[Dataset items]
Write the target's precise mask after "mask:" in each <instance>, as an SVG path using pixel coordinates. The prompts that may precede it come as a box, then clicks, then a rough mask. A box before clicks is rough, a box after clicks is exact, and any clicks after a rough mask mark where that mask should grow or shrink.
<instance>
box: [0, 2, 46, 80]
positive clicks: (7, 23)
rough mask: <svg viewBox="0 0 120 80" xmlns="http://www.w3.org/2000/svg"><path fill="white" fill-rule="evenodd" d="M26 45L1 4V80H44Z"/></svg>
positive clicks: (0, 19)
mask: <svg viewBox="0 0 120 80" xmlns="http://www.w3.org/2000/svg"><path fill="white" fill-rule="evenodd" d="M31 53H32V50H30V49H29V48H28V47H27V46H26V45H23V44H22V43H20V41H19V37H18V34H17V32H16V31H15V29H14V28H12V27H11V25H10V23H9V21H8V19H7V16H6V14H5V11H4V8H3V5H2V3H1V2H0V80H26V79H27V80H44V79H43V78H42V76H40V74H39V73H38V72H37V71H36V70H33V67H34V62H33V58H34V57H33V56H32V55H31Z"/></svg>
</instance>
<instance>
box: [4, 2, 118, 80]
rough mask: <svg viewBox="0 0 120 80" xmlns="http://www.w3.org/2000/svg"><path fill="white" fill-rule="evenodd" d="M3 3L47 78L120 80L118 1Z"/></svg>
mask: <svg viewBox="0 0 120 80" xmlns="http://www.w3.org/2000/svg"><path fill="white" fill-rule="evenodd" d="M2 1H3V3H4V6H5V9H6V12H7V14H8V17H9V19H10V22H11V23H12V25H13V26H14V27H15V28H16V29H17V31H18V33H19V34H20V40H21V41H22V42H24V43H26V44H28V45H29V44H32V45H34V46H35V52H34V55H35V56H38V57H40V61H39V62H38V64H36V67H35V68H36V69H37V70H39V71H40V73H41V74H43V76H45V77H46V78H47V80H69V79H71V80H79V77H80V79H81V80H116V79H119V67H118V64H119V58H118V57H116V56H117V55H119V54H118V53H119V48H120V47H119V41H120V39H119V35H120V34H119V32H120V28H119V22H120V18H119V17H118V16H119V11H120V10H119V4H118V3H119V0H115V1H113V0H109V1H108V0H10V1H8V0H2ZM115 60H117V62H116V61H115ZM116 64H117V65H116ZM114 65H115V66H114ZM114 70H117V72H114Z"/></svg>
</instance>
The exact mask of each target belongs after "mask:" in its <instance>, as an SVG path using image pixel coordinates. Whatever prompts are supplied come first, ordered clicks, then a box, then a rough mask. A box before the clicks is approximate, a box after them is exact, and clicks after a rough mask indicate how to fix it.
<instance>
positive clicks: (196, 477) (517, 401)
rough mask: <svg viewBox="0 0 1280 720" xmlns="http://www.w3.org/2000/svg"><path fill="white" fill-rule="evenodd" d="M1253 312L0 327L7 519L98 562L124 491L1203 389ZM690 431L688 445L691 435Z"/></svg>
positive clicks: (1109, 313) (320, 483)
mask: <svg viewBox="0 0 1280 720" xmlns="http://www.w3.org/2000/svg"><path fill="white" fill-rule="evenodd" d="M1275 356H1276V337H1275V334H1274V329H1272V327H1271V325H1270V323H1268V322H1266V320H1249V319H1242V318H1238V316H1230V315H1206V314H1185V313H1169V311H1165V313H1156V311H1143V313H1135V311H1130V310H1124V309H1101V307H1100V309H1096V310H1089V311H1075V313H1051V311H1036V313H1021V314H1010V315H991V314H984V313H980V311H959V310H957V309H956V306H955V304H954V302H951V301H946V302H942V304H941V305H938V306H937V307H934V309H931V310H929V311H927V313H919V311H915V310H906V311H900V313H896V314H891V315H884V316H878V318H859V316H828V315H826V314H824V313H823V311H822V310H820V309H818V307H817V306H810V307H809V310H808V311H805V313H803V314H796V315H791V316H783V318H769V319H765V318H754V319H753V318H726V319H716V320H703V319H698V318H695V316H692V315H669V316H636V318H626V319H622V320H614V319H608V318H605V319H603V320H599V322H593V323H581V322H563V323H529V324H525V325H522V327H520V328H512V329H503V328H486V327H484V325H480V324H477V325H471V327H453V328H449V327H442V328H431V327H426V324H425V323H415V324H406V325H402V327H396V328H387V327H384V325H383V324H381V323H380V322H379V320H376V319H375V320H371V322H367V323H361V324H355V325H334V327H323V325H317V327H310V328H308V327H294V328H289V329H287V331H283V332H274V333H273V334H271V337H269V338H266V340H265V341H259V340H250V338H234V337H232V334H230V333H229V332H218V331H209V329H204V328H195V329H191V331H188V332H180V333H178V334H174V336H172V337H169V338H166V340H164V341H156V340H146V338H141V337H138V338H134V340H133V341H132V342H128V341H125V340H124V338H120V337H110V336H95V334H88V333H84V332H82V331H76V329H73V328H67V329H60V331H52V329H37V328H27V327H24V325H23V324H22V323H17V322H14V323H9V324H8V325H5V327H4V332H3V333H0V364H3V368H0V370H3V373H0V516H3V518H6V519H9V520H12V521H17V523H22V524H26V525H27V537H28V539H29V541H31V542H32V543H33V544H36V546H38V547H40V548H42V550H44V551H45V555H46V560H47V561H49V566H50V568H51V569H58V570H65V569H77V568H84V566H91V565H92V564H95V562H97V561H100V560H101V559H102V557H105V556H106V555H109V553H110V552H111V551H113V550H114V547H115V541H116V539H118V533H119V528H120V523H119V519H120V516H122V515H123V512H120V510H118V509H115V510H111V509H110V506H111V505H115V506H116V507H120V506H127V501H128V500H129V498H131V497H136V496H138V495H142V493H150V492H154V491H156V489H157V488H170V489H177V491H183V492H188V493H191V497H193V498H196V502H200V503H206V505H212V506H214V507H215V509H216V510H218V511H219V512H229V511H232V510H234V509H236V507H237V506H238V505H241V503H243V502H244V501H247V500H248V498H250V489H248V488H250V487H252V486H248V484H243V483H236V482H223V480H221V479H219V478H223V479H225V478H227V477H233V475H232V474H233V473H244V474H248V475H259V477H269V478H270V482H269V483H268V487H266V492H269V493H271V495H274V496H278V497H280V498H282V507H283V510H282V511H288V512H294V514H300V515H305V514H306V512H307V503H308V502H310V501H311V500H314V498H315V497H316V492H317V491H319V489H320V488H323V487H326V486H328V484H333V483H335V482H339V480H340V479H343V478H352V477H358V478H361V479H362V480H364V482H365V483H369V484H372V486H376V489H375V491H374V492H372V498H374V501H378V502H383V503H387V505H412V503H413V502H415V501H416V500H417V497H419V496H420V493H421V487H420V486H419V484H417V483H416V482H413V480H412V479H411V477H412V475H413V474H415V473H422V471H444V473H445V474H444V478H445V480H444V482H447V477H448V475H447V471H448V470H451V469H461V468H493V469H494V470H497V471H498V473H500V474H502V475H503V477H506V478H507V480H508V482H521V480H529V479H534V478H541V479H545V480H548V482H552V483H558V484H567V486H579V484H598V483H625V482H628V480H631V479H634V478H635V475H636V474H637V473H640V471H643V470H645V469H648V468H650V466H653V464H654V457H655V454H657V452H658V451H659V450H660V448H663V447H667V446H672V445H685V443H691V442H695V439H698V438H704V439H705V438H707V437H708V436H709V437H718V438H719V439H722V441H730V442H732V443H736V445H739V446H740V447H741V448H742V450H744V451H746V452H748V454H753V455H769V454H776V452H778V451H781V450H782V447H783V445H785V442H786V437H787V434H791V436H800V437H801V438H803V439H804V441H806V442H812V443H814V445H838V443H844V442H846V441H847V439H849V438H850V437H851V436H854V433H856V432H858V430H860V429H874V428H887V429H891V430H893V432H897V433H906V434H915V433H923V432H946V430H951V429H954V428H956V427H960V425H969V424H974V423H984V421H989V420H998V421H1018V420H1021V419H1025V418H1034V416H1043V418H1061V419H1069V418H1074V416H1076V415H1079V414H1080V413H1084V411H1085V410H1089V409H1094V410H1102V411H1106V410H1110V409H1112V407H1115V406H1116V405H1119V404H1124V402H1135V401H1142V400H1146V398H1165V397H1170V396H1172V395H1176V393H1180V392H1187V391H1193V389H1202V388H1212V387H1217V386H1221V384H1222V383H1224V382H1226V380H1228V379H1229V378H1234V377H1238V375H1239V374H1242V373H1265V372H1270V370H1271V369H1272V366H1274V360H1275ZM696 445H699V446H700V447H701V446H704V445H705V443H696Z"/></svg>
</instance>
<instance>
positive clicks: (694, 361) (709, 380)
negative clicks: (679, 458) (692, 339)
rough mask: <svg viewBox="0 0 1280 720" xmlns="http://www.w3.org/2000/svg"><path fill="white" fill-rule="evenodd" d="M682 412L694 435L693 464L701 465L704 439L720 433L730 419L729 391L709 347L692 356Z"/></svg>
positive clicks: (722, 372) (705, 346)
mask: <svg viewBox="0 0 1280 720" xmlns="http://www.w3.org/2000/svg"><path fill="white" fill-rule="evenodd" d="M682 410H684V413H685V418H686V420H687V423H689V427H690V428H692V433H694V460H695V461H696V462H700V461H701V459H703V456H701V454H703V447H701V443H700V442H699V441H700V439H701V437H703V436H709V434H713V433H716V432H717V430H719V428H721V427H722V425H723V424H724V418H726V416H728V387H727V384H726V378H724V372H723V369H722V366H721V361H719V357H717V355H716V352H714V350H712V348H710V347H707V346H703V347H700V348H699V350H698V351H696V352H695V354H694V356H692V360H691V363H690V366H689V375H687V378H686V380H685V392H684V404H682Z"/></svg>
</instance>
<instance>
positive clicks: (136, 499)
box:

→ **Exercise brief**
Show every line in the entries where the string "target" occurs.

→ **Written solution**
Write the target's precise mask after "mask:" in each <instance>, as an SVG path using pixel coordinates. The prompts that may precede it come as a box, then clicks, then a rough mask. A box before clicks is rough, a box after clicks is exact, and any clicks after a rough mask mark where that mask should grow or shrink.
The exact mask of each target belongs after "mask:" in its <instance>, as an SVG path using image pixel coordinates. Whatever prompts are supplied come first, ordered clicks, then a box, then a rough mask. A box before the clicks is approximate, a box after them is exact, and clicks after a rough mask indicate how to fix it.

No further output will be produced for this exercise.